- _EXCERPT TO READ_:
Shih Tzu Play and Exercise
It has been said that Shih Tzu dogs do not need a great deal of exercise and that is true, but they still need some. Following you from room to room is one way they get their daily exercise, but a vigorous romp in the back yard helps them stay fit and also improves their mental wellbeing. A walk around the neighborhood is also welcome daily activity for most Shih Tzu dogs. They won't need to accompany you on a marathon run, but daily exercise will keep them healthy and fit and improve the chances of a long life span. Learn ways you can keep your Shih Tzu at the top of his game. Physically & Mentally.
Many owners of small breed dogs do not take training as seriously as their neighbors with medium to large breed dogs.
This is unfortunate as it can lead to behavioral problems including Small Dog Syndrome which is typical of spoiled small breed dogs.
Unless your dog is bound for the canine sports world, or for work as a therapy dog, training doesn't need to be intense, but a few rules in doggie etiquette and basic commands can make your dog a star in any setting. Read about the Shih Tzu Training Resources on this website.

- _EXERCISES_:
[A] According to the text on Shih Tzu exercise and training, what behavioral problem can weak training lead to in small breed dogs?
[B] Please carry the text on Shih Tzu exercise and training forward from its last sentence.

- _SUPPLIED RECORDS_:
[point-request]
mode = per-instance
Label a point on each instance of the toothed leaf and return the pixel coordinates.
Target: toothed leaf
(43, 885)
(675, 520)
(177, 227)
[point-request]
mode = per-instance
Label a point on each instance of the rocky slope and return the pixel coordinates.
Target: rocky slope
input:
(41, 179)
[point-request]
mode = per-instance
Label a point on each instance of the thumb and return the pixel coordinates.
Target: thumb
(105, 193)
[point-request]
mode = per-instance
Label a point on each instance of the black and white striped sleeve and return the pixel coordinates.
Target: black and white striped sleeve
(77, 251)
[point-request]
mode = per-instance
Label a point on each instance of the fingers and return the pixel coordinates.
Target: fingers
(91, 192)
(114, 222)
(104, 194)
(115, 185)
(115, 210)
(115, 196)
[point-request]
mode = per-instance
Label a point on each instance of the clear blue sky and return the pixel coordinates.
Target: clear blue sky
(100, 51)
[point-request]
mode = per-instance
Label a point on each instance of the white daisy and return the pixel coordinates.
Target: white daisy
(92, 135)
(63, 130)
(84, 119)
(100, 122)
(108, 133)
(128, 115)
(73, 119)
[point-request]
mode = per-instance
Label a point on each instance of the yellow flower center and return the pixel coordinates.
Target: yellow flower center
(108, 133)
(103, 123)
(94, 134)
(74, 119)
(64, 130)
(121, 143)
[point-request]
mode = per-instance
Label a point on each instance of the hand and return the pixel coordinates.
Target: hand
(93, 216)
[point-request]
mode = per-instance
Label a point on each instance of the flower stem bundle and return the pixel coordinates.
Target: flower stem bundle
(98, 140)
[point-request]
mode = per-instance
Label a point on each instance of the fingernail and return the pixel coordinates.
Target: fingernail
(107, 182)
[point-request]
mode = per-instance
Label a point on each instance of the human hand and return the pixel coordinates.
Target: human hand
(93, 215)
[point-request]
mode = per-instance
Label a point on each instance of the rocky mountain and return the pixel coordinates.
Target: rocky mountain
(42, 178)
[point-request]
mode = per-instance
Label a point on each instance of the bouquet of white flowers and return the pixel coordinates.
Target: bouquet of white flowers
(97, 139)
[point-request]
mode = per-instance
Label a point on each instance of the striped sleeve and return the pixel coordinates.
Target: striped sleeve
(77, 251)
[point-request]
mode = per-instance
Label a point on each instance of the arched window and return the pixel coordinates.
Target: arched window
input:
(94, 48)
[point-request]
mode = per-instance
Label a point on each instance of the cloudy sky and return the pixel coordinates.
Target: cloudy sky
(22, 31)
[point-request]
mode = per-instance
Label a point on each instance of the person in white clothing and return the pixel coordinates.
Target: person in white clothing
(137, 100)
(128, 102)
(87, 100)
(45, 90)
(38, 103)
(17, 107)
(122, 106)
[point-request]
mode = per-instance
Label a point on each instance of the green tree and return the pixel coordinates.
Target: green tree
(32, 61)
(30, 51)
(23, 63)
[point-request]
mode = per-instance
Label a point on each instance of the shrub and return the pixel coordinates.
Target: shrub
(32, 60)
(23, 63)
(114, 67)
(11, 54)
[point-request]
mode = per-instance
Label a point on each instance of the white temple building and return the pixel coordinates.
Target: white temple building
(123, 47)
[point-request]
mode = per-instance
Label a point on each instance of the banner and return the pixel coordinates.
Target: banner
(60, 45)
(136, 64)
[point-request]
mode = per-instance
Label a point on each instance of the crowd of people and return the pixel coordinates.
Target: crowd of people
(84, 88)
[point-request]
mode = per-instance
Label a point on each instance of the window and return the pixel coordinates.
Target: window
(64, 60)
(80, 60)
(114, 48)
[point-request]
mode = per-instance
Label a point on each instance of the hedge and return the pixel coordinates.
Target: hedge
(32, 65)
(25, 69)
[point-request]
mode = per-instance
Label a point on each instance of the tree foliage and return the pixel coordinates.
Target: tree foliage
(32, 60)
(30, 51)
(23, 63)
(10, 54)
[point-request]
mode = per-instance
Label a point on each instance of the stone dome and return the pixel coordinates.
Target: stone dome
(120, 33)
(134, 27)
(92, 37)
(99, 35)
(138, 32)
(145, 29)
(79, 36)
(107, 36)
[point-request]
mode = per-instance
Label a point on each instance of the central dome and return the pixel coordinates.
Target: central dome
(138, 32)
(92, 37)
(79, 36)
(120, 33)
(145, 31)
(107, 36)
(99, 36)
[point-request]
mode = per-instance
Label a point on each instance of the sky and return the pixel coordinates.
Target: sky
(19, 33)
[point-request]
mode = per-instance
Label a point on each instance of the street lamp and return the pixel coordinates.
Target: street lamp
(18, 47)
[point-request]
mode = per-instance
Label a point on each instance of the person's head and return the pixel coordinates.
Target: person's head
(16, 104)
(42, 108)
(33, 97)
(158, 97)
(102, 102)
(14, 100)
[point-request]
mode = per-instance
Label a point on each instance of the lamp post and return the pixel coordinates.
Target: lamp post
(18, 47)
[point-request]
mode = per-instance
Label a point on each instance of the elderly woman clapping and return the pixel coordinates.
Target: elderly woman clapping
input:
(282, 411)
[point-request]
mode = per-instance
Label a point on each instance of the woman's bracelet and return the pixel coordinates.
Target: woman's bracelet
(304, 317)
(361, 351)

- _ANSWERS TO EACH TASK_:
[A] Small Dog Syndrome, which is typical of spoiled small breed dogs.

[B]
Along with training, puppy socialization is important to provide a solid base for a puppy to grow and develop adequate skills and coping mechanisms that will serve him throughout his life. Poorly socialized puppies become fearful or anxiety ridden adults that may not make the easiest canine companions. Luckily socialization is not difficult and the process if done properly will lead to a well adjusted dog that is a pleasure to be with, whatever the situation. Learn about how we socialize puppies and how you can continue once your puppy is in your own home.
Read about Puppy Socialization
It takes a village to raise a child, or so I'm told, and I would suspect that in today's world the same could be said for our puppy children. From veterinarians, to dog daycare, to groomers, to walkers and trainers, there are many professionals you may encounter as your puppy grows from babyhood to a fully functioning adult dog. Learn about the various professionals that can help you along the way and tap into their expertise.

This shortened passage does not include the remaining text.